» THE REQUEST: Begin with the line that contains "the door handle" and transcribe each line after it, up to and including the last line of the listing below.

» RECORD EXTRACTS:
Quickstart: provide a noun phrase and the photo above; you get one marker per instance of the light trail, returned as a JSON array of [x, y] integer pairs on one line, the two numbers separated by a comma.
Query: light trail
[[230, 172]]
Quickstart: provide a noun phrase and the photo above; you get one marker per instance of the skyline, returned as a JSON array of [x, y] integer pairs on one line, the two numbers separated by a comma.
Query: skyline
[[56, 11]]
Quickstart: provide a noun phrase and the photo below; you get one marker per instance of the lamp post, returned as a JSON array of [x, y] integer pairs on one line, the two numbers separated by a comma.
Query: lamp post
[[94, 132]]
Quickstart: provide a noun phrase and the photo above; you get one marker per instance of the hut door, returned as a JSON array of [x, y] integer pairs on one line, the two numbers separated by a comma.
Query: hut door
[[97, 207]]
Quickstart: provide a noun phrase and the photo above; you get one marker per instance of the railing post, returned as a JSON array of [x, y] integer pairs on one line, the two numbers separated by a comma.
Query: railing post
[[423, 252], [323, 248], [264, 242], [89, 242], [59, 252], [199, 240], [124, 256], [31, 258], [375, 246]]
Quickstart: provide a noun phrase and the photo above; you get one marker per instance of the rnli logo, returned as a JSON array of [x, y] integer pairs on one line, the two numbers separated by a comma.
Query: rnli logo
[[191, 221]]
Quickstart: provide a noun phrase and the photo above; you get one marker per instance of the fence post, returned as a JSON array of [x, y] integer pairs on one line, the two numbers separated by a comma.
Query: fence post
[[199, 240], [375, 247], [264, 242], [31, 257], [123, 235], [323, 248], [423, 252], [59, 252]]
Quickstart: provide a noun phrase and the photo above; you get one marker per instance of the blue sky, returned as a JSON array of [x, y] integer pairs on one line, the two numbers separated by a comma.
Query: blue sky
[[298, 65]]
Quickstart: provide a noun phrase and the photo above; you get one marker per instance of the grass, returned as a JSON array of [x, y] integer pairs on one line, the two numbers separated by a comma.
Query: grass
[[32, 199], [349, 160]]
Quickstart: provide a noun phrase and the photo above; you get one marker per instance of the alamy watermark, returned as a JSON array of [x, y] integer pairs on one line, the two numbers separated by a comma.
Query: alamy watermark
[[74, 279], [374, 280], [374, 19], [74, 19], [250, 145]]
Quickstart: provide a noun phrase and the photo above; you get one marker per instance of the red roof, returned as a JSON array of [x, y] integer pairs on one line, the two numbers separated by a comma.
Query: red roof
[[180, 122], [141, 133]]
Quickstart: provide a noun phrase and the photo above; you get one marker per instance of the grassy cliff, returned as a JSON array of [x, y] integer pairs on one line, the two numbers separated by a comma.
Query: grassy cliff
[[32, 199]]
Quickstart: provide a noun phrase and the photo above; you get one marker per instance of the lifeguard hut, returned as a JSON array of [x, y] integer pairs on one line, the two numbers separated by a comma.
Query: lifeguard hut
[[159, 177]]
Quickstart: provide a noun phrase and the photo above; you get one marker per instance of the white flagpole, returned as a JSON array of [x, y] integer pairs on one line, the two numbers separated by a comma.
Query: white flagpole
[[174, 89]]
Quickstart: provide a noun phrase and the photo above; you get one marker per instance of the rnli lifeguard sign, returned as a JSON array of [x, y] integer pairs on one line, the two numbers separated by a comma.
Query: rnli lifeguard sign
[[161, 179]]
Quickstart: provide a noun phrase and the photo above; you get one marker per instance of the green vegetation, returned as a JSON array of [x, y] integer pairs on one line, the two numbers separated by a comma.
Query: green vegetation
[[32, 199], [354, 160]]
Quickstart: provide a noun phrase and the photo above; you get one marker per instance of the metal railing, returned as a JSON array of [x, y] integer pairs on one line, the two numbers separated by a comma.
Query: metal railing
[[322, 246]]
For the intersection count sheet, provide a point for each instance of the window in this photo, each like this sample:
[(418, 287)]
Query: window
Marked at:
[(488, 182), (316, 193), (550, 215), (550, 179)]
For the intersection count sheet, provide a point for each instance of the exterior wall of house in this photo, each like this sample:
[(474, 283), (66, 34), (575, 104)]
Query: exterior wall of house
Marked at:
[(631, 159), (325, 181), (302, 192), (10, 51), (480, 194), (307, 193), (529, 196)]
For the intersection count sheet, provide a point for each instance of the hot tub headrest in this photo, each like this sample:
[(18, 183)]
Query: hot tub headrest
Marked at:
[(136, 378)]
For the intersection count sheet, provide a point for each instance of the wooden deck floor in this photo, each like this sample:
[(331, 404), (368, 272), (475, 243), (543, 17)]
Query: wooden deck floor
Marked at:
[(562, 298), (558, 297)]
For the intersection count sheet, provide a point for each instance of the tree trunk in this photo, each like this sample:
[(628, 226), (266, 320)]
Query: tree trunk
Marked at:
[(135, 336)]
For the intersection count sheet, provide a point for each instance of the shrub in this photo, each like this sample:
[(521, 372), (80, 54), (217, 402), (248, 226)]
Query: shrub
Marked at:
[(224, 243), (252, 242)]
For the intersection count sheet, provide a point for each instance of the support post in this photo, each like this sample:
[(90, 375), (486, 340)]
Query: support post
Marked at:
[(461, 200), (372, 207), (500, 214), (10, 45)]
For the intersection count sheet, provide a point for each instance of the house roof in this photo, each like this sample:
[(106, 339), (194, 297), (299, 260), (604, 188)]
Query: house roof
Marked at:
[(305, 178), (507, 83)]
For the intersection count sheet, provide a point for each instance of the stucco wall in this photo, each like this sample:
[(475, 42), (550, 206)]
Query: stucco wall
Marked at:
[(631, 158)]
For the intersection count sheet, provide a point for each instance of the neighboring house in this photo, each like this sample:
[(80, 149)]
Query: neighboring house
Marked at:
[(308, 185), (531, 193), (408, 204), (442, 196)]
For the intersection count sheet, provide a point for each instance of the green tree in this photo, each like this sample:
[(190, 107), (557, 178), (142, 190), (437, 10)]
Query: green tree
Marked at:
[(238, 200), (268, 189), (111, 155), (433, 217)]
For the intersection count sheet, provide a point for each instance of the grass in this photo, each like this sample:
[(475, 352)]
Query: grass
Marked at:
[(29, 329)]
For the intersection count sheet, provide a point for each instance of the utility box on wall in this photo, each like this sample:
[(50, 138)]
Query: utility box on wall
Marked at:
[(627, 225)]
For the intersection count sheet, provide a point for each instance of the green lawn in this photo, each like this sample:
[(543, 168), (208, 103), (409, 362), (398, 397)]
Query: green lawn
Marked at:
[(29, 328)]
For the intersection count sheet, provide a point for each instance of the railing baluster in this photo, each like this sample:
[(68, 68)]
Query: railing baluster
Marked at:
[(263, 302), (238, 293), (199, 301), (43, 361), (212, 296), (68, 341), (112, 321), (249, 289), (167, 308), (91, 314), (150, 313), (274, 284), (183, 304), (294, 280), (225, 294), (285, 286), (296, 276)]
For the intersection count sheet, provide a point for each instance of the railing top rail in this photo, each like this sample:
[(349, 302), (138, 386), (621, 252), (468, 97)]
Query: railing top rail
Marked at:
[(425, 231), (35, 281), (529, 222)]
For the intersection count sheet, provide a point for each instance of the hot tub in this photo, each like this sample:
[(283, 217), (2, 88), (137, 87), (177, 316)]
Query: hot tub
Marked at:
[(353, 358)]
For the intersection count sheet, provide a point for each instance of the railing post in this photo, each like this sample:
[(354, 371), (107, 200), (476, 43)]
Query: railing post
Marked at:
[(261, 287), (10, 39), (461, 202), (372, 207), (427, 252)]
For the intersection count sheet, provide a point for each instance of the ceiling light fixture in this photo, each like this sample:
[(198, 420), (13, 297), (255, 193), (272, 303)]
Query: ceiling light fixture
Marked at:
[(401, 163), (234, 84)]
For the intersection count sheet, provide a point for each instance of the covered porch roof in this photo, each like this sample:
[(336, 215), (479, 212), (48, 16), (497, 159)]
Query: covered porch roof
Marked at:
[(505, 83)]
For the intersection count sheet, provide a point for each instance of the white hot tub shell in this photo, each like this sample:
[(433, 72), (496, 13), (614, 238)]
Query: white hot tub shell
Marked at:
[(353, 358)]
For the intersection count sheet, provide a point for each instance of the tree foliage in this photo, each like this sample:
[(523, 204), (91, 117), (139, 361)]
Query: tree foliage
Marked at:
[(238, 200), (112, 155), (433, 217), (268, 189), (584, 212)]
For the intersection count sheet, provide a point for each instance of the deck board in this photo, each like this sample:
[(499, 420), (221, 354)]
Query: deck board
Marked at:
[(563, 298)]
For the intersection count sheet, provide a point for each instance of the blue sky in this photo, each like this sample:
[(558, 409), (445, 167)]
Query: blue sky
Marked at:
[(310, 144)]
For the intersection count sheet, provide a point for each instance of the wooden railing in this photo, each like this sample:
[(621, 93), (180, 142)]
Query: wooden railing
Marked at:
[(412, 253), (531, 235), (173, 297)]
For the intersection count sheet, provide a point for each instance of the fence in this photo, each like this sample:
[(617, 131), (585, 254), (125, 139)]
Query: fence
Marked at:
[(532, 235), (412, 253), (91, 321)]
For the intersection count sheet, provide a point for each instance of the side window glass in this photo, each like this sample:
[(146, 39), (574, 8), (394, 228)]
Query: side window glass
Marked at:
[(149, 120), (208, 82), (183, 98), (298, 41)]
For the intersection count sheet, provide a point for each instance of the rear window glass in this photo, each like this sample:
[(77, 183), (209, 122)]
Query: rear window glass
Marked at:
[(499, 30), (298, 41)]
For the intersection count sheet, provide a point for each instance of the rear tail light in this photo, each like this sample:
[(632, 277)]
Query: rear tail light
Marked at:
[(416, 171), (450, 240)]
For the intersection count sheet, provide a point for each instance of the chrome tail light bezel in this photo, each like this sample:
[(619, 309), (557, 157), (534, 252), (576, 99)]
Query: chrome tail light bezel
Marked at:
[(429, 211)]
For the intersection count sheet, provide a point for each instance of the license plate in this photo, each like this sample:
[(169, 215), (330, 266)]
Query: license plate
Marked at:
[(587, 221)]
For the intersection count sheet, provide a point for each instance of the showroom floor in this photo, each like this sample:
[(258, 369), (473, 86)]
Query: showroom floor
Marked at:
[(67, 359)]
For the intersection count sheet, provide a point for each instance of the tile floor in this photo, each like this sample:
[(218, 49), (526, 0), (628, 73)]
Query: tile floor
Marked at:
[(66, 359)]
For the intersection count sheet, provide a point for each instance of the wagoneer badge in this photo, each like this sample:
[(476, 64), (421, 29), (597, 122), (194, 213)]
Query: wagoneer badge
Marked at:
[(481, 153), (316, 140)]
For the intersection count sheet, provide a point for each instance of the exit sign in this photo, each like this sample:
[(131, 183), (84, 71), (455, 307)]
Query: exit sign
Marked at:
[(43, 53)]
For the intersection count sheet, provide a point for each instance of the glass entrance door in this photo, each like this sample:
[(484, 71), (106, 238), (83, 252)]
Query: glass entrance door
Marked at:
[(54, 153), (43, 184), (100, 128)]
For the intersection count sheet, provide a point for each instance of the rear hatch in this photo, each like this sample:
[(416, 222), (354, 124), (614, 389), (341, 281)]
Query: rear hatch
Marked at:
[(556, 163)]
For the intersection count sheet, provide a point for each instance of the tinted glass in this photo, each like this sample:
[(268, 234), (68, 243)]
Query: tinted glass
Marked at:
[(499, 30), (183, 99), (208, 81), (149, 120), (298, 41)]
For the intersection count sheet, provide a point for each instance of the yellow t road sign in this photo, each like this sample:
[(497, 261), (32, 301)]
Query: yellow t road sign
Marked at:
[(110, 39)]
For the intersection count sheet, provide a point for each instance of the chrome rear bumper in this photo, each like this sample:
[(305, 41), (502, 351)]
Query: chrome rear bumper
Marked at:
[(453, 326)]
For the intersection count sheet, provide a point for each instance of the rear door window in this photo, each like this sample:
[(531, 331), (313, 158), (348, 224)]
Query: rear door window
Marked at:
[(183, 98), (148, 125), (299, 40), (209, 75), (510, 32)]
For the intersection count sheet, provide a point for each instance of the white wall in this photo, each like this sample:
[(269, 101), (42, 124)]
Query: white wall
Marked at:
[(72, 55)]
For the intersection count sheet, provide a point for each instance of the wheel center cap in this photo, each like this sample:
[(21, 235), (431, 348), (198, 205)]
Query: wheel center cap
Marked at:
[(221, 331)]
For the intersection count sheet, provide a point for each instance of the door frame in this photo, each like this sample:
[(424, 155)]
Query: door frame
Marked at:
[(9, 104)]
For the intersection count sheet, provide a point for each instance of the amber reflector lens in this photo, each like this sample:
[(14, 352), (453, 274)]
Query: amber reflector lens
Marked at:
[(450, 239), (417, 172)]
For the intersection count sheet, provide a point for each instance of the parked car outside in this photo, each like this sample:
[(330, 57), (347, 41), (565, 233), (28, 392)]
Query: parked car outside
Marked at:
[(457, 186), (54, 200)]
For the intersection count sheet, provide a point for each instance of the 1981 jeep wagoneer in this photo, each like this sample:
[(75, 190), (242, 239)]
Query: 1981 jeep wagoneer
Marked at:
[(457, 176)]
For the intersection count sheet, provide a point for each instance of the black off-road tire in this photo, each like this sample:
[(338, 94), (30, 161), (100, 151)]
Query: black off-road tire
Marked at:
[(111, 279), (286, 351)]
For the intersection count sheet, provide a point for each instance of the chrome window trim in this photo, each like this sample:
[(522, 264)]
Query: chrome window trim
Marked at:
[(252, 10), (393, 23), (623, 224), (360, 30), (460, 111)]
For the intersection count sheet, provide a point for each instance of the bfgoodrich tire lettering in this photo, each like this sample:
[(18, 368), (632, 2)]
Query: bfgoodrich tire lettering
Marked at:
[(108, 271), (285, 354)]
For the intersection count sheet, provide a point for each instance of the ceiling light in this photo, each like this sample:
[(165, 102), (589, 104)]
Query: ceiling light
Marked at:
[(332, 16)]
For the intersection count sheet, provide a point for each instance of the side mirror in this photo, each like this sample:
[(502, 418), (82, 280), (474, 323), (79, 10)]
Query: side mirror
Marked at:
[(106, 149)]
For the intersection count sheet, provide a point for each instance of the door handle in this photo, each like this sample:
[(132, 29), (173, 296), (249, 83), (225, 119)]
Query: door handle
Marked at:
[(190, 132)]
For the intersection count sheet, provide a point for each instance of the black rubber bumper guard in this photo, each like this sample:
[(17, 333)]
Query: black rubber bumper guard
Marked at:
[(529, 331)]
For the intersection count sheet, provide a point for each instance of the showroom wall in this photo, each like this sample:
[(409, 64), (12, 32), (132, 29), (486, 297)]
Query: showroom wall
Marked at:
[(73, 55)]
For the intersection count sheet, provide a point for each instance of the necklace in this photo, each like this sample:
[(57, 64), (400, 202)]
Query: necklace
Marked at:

» CORRECT RESULT:
For the intersection count sheet, provide a point for each instance of the door handle in this photo, each like this sample:
[(132, 29), (173, 296), (249, 83), (225, 119)]
Query: door handle
Marked at:
[(190, 132)]
For the intersection count sheet, provide a point for each instance of the black rubber bumper guard in this photo, each like this sample:
[(17, 333)]
Query: black rubber bumper guard
Marked at:
[(529, 331)]
For the intersection count sheet, provide a point for each instance of the showroom wall in this photo, each like this sample:
[(409, 64), (12, 32), (132, 29), (486, 297)]
Query: showroom wall
Marked at:
[(73, 55)]
For the intersection count sheet, provide a point for each instance of the necklace in this photo, each like this sample:
[(57, 64), (400, 202)]
Query: necklace
Marked at:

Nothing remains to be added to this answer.